Task to carry out: Find where "wall in the photo above." occurs in the data below, and retype that line and every later line exactly.

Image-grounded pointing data
Content starts

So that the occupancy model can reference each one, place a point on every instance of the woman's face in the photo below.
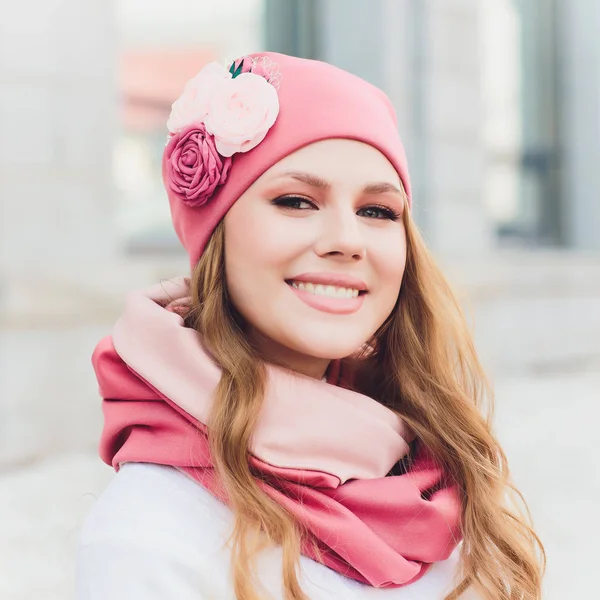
(315, 252)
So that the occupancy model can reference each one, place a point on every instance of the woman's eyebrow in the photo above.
(316, 181)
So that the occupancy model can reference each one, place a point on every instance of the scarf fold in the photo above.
(320, 450)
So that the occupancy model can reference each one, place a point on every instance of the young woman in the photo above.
(302, 417)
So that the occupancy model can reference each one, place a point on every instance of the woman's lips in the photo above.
(336, 306)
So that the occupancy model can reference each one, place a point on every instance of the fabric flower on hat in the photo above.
(194, 166)
(220, 113)
(192, 106)
(241, 111)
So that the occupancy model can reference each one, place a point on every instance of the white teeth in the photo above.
(325, 290)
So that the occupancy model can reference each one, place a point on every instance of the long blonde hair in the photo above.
(425, 366)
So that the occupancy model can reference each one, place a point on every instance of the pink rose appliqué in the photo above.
(192, 106)
(241, 111)
(194, 166)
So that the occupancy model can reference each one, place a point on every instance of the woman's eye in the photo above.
(293, 202)
(379, 212)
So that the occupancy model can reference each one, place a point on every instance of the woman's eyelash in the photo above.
(388, 212)
(288, 201)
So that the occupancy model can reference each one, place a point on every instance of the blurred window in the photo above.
(519, 71)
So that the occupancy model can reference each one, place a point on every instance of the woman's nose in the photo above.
(341, 235)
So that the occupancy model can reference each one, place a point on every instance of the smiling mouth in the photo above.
(329, 291)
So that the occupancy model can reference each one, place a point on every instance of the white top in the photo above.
(155, 534)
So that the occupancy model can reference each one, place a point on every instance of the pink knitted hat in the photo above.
(230, 125)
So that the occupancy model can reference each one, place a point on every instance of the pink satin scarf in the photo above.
(322, 451)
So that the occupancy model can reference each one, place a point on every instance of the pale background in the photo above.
(499, 106)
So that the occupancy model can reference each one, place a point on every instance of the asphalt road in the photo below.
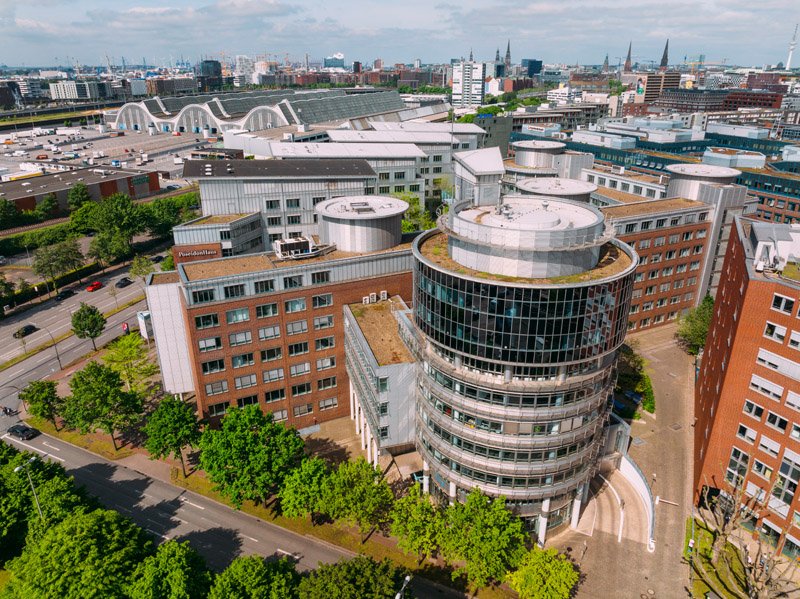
(54, 318)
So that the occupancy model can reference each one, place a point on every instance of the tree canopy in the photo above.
(544, 574)
(171, 427)
(693, 328)
(250, 455)
(88, 323)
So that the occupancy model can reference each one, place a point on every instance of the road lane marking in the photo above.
(36, 449)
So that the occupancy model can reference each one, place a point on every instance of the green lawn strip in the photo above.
(60, 338)
(345, 537)
(96, 443)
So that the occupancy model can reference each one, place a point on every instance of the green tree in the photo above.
(88, 323)
(482, 538)
(77, 196)
(250, 455)
(141, 267)
(127, 356)
(45, 208)
(544, 574)
(253, 578)
(301, 492)
(361, 576)
(86, 555)
(176, 571)
(417, 524)
(357, 494)
(693, 328)
(98, 401)
(171, 427)
(41, 400)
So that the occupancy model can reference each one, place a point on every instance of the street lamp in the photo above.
(30, 480)
(55, 347)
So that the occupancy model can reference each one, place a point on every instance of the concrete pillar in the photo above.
(576, 508)
(543, 521)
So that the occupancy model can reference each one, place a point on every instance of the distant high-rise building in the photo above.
(468, 84)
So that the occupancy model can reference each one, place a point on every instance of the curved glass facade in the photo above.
(516, 383)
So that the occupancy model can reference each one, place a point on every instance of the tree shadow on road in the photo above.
(219, 546)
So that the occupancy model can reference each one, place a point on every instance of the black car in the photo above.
(22, 432)
(24, 331)
(64, 294)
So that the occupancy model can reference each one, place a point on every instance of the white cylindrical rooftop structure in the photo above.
(361, 223)
(685, 179)
(536, 153)
(568, 189)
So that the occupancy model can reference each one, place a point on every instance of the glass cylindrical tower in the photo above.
(520, 310)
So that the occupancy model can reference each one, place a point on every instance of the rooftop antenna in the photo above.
(792, 46)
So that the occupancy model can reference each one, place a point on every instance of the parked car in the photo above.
(64, 294)
(24, 331)
(22, 432)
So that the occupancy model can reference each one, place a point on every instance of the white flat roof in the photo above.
(703, 170)
(425, 126)
(361, 207)
(412, 137)
(342, 150)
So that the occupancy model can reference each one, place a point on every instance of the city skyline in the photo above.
(88, 30)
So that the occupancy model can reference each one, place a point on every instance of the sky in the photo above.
(50, 32)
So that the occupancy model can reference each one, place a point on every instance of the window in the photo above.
(240, 338)
(303, 410)
(296, 349)
(237, 315)
(328, 404)
(318, 278)
(270, 376)
(210, 344)
(213, 366)
(782, 304)
(247, 401)
(326, 363)
(300, 369)
(776, 421)
(275, 395)
(266, 310)
(218, 409)
(206, 321)
(202, 296)
(324, 343)
(746, 433)
(271, 354)
(737, 466)
(323, 322)
(775, 332)
(217, 388)
(233, 291)
(322, 301)
(301, 389)
(326, 383)
(752, 409)
(243, 382)
(243, 360)
(264, 286)
(293, 282)
(296, 327)
(272, 332)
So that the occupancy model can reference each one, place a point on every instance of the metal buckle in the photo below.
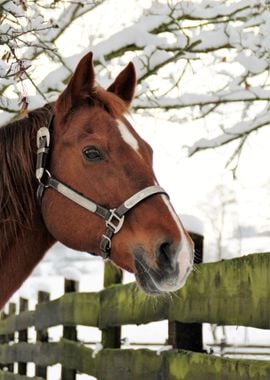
(45, 178)
(110, 222)
(43, 133)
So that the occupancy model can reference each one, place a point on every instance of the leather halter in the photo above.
(114, 218)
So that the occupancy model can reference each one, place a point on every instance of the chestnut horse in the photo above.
(95, 184)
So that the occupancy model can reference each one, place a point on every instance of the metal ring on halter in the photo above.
(47, 175)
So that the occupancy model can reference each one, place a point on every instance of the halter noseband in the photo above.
(114, 218)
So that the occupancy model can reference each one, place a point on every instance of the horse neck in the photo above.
(17, 263)
(22, 246)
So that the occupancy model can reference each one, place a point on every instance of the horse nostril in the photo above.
(166, 256)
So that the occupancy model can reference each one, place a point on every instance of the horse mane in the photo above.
(17, 162)
(17, 165)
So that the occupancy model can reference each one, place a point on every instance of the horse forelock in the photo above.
(17, 165)
(98, 97)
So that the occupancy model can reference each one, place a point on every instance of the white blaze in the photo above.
(127, 136)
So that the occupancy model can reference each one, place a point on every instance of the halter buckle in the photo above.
(43, 133)
(114, 221)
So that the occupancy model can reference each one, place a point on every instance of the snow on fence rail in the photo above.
(231, 292)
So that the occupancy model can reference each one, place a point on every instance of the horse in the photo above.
(76, 171)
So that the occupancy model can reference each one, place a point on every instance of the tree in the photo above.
(224, 46)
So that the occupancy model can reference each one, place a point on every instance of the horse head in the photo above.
(96, 152)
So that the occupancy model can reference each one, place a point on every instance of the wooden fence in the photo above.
(231, 292)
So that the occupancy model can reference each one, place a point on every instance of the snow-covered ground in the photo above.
(234, 214)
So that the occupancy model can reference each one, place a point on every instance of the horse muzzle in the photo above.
(169, 272)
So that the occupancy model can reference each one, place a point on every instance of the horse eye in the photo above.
(93, 154)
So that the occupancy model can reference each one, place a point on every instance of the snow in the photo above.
(232, 215)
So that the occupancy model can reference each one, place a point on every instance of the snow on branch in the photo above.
(239, 130)
(199, 56)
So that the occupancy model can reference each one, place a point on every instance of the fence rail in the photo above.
(135, 364)
(232, 292)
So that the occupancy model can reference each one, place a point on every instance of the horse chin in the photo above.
(157, 281)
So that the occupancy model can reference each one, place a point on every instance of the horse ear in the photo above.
(80, 85)
(124, 85)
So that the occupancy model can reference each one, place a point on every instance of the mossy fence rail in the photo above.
(231, 292)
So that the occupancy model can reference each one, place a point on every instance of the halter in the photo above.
(114, 218)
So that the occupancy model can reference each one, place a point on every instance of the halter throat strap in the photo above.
(114, 218)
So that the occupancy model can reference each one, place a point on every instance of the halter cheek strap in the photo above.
(114, 218)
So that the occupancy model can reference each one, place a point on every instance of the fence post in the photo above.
(111, 337)
(70, 332)
(188, 336)
(23, 336)
(42, 335)
(11, 337)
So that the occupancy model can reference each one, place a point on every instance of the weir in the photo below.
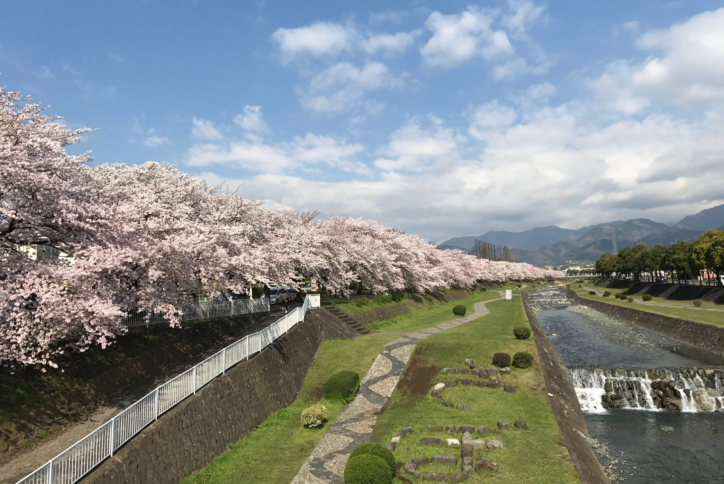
(678, 389)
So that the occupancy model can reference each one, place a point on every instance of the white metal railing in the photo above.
(201, 310)
(73, 464)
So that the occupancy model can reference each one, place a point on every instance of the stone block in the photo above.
(434, 477)
(458, 477)
(486, 465)
(431, 442)
(448, 460)
(495, 444)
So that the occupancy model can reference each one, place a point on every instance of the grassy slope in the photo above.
(535, 455)
(274, 452)
(683, 310)
(430, 316)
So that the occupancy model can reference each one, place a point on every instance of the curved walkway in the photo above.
(353, 426)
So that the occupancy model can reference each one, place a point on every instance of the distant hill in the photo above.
(555, 246)
(704, 220)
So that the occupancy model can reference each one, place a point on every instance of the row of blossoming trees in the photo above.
(140, 237)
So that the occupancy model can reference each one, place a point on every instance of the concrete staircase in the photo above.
(346, 319)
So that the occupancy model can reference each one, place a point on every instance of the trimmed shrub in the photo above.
(379, 450)
(522, 359)
(342, 386)
(521, 333)
(314, 416)
(367, 469)
(501, 359)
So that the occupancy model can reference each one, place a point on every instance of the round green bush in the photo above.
(342, 386)
(522, 359)
(373, 448)
(459, 310)
(521, 333)
(367, 469)
(501, 359)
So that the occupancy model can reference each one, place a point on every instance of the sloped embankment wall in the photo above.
(565, 406)
(189, 436)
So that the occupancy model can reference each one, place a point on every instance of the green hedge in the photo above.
(342, 386)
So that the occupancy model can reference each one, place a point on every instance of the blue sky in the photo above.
(438, 118)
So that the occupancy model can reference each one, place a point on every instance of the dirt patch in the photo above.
(415, 379)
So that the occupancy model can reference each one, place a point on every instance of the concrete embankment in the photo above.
(564, 403)
(189, 436)
(709, 338)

Content ends

Final answer:
So that the occupancy model can reference each one, place a point on every instance of the sloped embankment wall in the photo above.
(565, 406)
(189, 436)
So that the occupancy model can reference each one, place a point on every instance of the green hedge in the photo above.
(342, 386)
So that the occupancy model can reference each one, place a point on every instance of the blue sky in the photo above.
(438, 118)
So that the occupancy model can reference each one, place a point on every instance of the dirt patch in the photo above.
(415, 379)
So that the occupancy model can reference each one, place a point on every instance of the concrete embankment in the photo above.
(564, 403)
(189, 436)
(709, 338)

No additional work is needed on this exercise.